▶ **Your goal**:
Rewrite every item below, swapping "detectObjects" for "locateObjects" wherever it occurs and changing nothing else.
>> start
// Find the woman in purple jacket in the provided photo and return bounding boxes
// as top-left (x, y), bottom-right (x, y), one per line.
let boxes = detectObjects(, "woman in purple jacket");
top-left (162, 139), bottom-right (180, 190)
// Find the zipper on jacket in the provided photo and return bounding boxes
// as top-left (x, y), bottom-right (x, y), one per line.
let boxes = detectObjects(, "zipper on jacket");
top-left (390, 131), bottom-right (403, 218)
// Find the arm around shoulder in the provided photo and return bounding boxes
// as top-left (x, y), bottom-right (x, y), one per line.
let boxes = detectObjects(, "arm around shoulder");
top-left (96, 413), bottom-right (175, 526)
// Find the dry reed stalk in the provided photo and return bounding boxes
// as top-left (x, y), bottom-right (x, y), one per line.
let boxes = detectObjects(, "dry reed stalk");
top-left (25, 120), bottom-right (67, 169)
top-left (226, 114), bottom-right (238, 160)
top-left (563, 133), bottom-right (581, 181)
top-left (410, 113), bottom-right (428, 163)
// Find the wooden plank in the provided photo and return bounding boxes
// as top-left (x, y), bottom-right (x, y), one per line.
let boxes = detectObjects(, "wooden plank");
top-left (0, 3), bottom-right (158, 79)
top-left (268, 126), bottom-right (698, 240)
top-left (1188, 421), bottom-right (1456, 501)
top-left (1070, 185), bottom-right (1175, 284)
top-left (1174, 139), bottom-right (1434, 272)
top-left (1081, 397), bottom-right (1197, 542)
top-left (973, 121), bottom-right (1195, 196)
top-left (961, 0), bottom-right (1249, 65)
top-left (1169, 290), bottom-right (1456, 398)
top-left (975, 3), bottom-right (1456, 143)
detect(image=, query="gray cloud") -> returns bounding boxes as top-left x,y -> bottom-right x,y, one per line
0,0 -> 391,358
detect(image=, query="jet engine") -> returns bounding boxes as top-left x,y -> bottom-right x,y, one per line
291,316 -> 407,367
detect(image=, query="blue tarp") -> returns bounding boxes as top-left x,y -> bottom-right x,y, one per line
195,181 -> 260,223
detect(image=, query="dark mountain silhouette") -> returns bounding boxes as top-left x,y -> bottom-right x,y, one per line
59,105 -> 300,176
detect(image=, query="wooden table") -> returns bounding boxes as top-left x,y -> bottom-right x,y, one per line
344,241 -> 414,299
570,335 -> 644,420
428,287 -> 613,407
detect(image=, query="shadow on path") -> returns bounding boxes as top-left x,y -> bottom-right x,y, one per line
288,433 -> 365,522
>> end
▶ **The output**:
// Find the woman in purple jacket in the provided photo and return bounding boxes
// as top-left (x, y), bottom-right (x, y), one per line.
let boxes = locateObjects(, "woman in purple jacket");
top-left (162, 139), bottom-right (180, 190)
// Find the zipper on jacket in the provided photo and return bounding boxes
// as top-left (x, y), bottom-right (x, y), one per line.
let boxes = locateObjects(, "zipper on jacket");
top-left (390, 131), bottom-right (403, 218)
// Find the arm around shoulder in the provided photo and return bounding boxes
// as top-left (x, y), bottom-right (x, y), one per line.
let boxes = locateObjects(, "arm around shoulder");
top-left (96, 413), bottom-right (175, 526)
// Find the dry reed stalk in the provided photo and return bounding boxes
// as top-left (x, y), bottom-right (x, y), one per line.
let boxes = locateObjects(, "dry reed stalk");
top-left (25, 120), bottom-right (67, 169)
top-left (226, 114), bottom-right (238, 160)
top-left (563, 133), bottom-right (581, 181)
top-left (410, 113), bottom-right (428, 163)
// Find the wooden plank in the provided photo and return bounding boxes
// as top-left (x, y), bottom-right (x, y), one per line.
let boxes = locateObjects(, "wooden plank");
top-left (0, 3), bottom-right (158, 79)
top-left (268, 126), bottom-right (698, 240)
top-left (1188, 421), bottom-right (1456, 501)
top-left (1070, 185), bottom-right (1175, 284)
top-left (1174, 139), bottom-right (1434, 272)
top-left (1081, 397), bottom-right (1197, 542)
top-left (973, 121), bottom-right (1195, 196)
top-left (961, 0), bottom-right (1249, 65)
top-left (1169, 290), bottom-right (1456, 398)
top-left (975, 3), bottom-right (1456, 143)
detect(image=, query="gray cloud") -> returns bounding boxes as top-left x,y -> bottom-right x,y, one per line
0,0 -> 391,358
detect(image=, query="jet engine") -> returns bounding boxes as top-left x,y -> bottom-right x,y, one per line
291,316 -> 407,367
detect(image=, query="blue tarp") -> returns bounding boxes as top-left x,y -> bottom-right x,y, one per line
195,181 -> 260,223
detect(image=, query="dark mountain silhouette") -> returns bounding boxes as top-left x,y -> bottom-right x,y, one per line
59,105 -> 300,176
detect(image=, query="wooden table") -> returns bounding boxes as top-left x,y -> bottom-right x,y, one per line
344,241 -> 414,299
570,335 -> 644,420
428,287 -> 613,407
detect(image=, query="shadow on path") -> returns bounding boxes as top-left x,y -> bottom-right x,y, one per line
288,433 -> 365,522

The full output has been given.